++++ Source data ++++

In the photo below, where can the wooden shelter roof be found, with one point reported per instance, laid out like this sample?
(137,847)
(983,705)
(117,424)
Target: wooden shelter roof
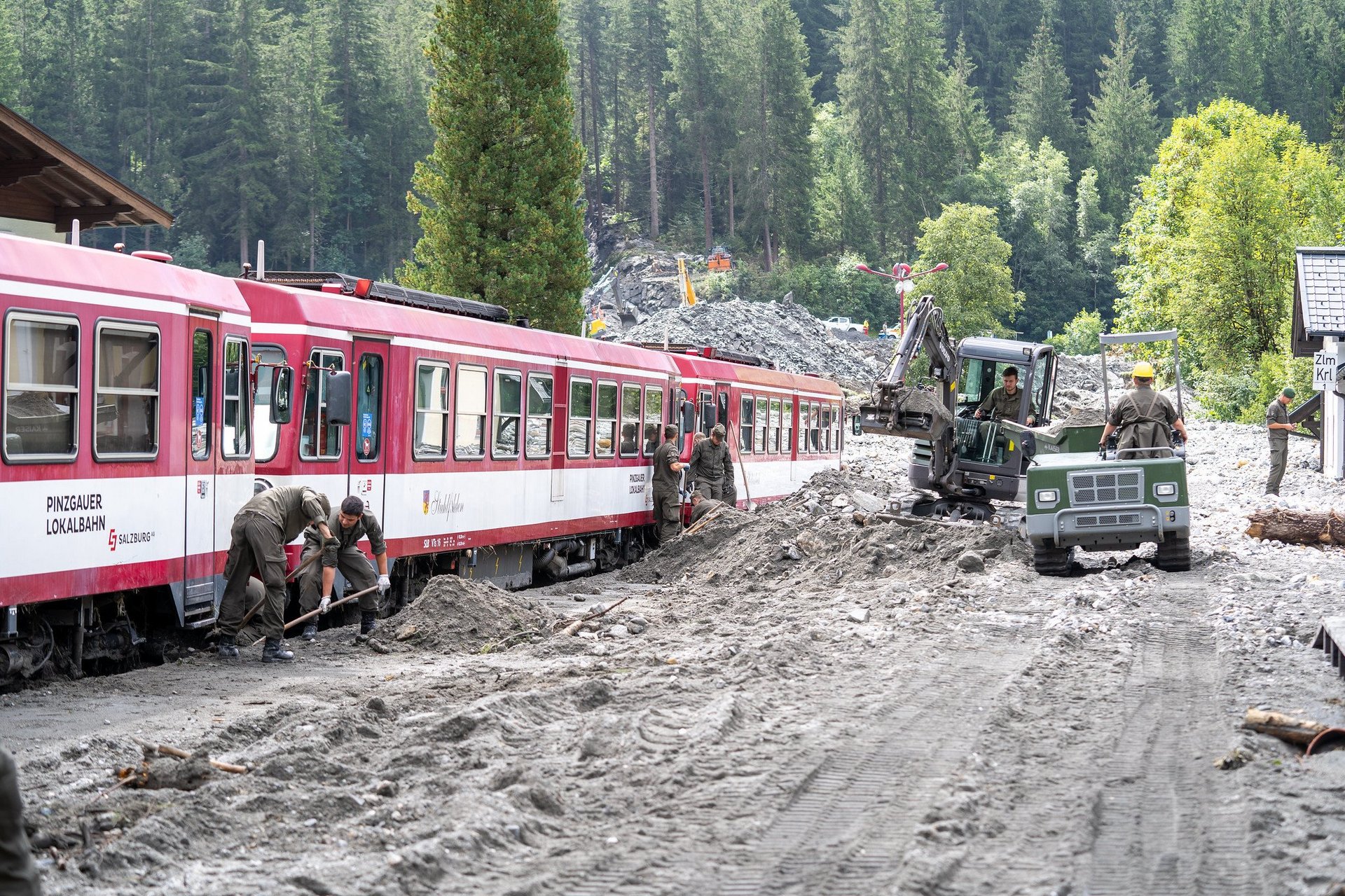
(43,181)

++++

> **What is needed**: Set every entry down again word for word, but not the pictures.

> **Solution for this exercise**:
In the photo below, where can the wooden shelter roof be found, with one point reported per instance, laid out like this sample?
(137,847)
(983,705)
(117,424)
Target: wooden shelter roof
(43,181)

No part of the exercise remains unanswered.